Task statement:
The pictures do not go in the copy. Reproduce the rest of the entries exactly.

-------- Given entries

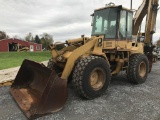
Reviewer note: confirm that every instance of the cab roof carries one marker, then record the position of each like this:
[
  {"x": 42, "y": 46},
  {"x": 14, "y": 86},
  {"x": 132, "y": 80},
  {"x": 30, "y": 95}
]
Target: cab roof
[{"x": 114, "y": 6}]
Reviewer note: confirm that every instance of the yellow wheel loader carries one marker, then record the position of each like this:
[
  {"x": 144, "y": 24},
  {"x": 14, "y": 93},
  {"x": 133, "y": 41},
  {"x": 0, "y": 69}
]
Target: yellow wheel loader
[{"x": 116, "y": 44}]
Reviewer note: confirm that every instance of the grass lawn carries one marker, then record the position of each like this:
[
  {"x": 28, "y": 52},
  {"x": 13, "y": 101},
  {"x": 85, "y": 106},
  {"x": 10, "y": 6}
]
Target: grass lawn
[{"x": 14, "y": 59}]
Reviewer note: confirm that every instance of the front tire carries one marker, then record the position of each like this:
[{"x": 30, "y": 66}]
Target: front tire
[
  {"x": 91, "y": 77},
  {"x": 138, "y": 68}
]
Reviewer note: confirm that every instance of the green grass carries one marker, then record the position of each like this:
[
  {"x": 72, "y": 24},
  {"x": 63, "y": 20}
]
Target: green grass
[{"x": 14, "y": 59}]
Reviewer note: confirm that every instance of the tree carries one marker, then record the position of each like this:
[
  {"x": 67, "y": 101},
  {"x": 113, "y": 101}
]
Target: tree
[
  {"x": 46, "y": 40},
  {"x": 3, "y": 35},
  {"x": 29, "y": 37},
  {"x": 37, "y": 40}
]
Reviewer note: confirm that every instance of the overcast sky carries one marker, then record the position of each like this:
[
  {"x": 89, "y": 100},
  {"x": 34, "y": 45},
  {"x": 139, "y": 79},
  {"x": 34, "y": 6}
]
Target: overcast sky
[{"x": 63, "y": 19}]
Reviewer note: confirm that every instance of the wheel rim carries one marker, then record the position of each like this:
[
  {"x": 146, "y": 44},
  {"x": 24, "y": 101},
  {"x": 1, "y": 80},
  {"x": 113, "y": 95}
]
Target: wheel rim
[
  {"x": 97, "y": 78},
  {"x": 142, "y": 69}
]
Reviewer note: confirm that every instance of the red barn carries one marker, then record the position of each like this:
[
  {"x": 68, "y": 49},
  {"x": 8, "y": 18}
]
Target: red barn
[{"x": 7, "y": 45}]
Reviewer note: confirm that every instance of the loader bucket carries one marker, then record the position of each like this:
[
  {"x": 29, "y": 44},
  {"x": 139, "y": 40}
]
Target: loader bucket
[{"x": 38, "y": 90}]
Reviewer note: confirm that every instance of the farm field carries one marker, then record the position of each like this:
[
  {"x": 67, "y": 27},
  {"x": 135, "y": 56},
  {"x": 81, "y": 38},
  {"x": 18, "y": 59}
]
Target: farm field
[{"x": 14, "y": 59}]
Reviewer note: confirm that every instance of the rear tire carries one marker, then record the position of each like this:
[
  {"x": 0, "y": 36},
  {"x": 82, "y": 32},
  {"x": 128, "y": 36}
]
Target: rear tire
[
  {"x": 138, "y": 68},
  {"x": 91, "y": 77}
]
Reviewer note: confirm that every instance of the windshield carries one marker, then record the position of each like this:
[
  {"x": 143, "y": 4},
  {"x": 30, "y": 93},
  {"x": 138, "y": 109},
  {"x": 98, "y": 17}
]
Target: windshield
[{"x": 105, "y": 22}]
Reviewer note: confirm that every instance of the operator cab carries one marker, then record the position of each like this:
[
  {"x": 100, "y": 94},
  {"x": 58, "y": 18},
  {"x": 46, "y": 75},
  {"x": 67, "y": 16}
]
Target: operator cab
[{"x": 114, "y": 22}]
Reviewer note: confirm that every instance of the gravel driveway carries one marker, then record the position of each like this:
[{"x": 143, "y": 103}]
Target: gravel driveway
[{"x": 122, "y": 101}]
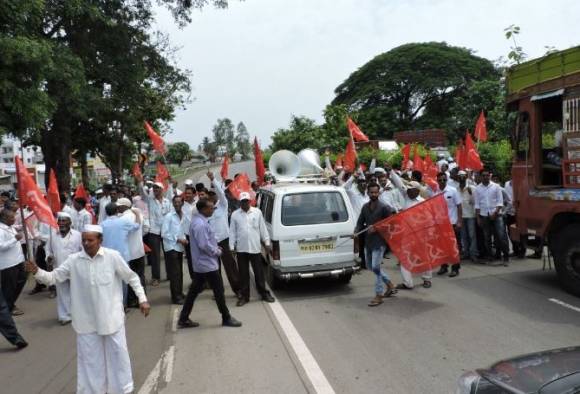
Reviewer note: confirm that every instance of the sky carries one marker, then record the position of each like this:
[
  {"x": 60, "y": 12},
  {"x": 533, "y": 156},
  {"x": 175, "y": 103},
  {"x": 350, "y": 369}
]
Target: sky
[{"x": 261, "y": 61}]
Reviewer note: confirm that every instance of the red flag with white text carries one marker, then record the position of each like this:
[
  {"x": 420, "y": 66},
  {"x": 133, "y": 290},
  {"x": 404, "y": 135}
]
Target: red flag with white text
[
  {"x": 31, "y": 196},
  {"x": 355, "y": 131},
  {"x": 52, "y": 194},
  {"x": 156, "y": 140},
  {"x": 422, "y": 236}
]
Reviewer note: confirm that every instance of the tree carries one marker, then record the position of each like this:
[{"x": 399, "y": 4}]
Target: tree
[
  {"x": 243, "y": 141},
  {"x": 178, "y": 152},
  {"x": 398, "y": 89}
]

----------------

Your response:
Reviewer note: confirm that every instance of the cab roof carries one marker, then record the position of each like this:
[
  {"x": 42, "y": 46},
  {"x": 14, "y": 86},
  {"x": 132, "y": 80},
  {"x": 30, "y": 95}
]
Target: cab roof
[{"x": 114, "y": 6}]
Reviewer note: confirm that every instance of the yellow wheel loader carries one marker, then record the position of each like this:
[
  {"x": 144, "y": 24},
  {"x": 14, "y": 93},
  {"x": 133, "y": 41},
  {"x": 0, "y": 69}
]
Target: yellow wheel loader
[{"x": 116, "y": 44}]
Reviewer note: confirm that every instance of the grass lawn carries one marker, then record the position of each like this:
[
  {"x": 28, "y": 52},
  {"x": 13, "y": 101},
  {"x": 85, "y": 106},
  {"x": 10, "y": 6}
]
Target: grass lawn
[{"x": 14, "y": 59}]
Reviewer note: confirm that every instance of the front tire carries one marker, then record the position of each like this:
[{"x": 30, "y": 66}]
Target: front tire
[
  {"x": 91, "y": 77},
  {"x": 138, "y": 68}
]
Reviewer note: confirm that every instance of the green grass carries one marker, then record the position of each like this:
[
  {"x": 72, "y": 24},
  {"x": 63, "y": 20}
]
Target: green grass
[{"x": 14, "y": 59}]
Reviewer note: confirm that every instance of the tree carries one marker, then record the position of each like this:
[
  {"x": 67, "y": 101},
  {"x": 113, "y": 101}
]
Target: tree
[
  {"x": 46, "y": 40},
  {"x": 3, "y": 35},
  {"x": 29, "y": 37},
  {"x": 37, "y": 40}
]
Reviewer note: confirm that every instance of the overcast sky carries one marker, then record the position of each like this:
[
  {"x": 89, "y": 100},
  {"x": 34, "y": 45},
  {"x": 139, "y": 79},
  {"x": 34, "y": 6}
]
Target: overcast sky
[{"x": 63, "y": 19}]
Reviewer note: confirm that every instance of the wheel rim carries one marker, then record the position of each like this:
[
  {"x": 146, "y": 44},
  {"x": 24, "y": 101},
  {"x": 1, "y": 80},
  {"x": 113, "y": 95}
]
Target: wheel rim
[
  {"x": 97, "y": 78},
  {"x": 142, "y": 69}
]
Reviewer note: confirm that every instance of the red barn carries one marker, then record the position of each like this:
[
  {"x": 68, "y": 49},
  {"x": 8, "y": 18}
]
Target: red barn
[{"x": 7, "y": 45}]
Reviewer note: confirm that every instance of the loader bucket carries one marker, then record the position of each like this:
[
  {"x": 29, "y": 44},
  {"x": 139, "y": 40}
]
Target: loader bucket
[{"x": 38, "y": 90}]
Reviewer note: confirm that every instance of the farm field carries one marker, then record the position of each like this:
[
  {"x": 67, "y": 27},
  {"x": 135, "y": 56},
  {"x": 81, "y": 38},
  {"x": 18, "y": 59}
]
Target: farm field
[{"x": 14, "y": 59}]
Reviewer note: confirm that every instance of the rear tire carries one marker, then record the position of each like this:
[
  {"x": 0, "y": 36},
  {"x": 82, "y": 32},
  {"x": 128, "y": 36}
]
Target: rear tire
[
  {"x": 138, "y": 68},
  {"x": 91, "y": 77}
]
Reviewer note: confirm that every instance of the windshield carries one marker, then record the position of each like this:
[
  {"x": 143, "y": 4},
  {"x": 30, "y": 93},
  {"x": 138, "y": 109},
  {"x": 98, "y": 17}
]
Target: windshield
[{"x": 105, "y": 22}]
Reviewer note: confirm that every instance of the operator cab carries one marker, then record the position of each like this:
[
  {"x": 100, "y": 94},
  {"x": 58, "y": 18},
  {"x": 46, "y": 75},
  {"x": 67, "y": 16}
]
Target: operator cab
[{"x": 114, "y": 22}]
Reviewer note: confirm that every instance of the gravel driveway carries one marker, then record the position of each like this:
[{"x": 143, "y": 103}]
Target: gravel driveway
[{"x": 122, "y": 101}]
Reviewer note: confirm that every instance of the sky carries one marker, then record the position of each like this:
[
  {"x": 60, "y": 12},
  {"x": 533, "y": 156},
  {"x": 175, "y": 103},
  {"x": 350, "y": 369}
]
Target: sky
[{"x": 261, "y": 61}]
Reviewer note: confirm that every instance of the red flag with white text carries one marker, then record the position of each like this:
[
  {"x": 420, "y": 66},
  {"x": 133, "y": 290},
  {"x": 404, "y": 135}
]
Target: red flag with white text
[
  {"x": 31, "y": 196},
  {"x": 355, "y": 131},
  {"x": 52, "y": 194},
  {"x": 156, "y": 140},
  {"x": 422, "y": 236}
]
Reviewer note: confirm that every instance of the tree carries one marker, then record the position of each like this:
[{"x": 399, "y": 4}]
Target: tree
[
  {"x": 243, "y": 141},
  {"x": 178, "y": 152},
  {"x": 398, "y": 89}
]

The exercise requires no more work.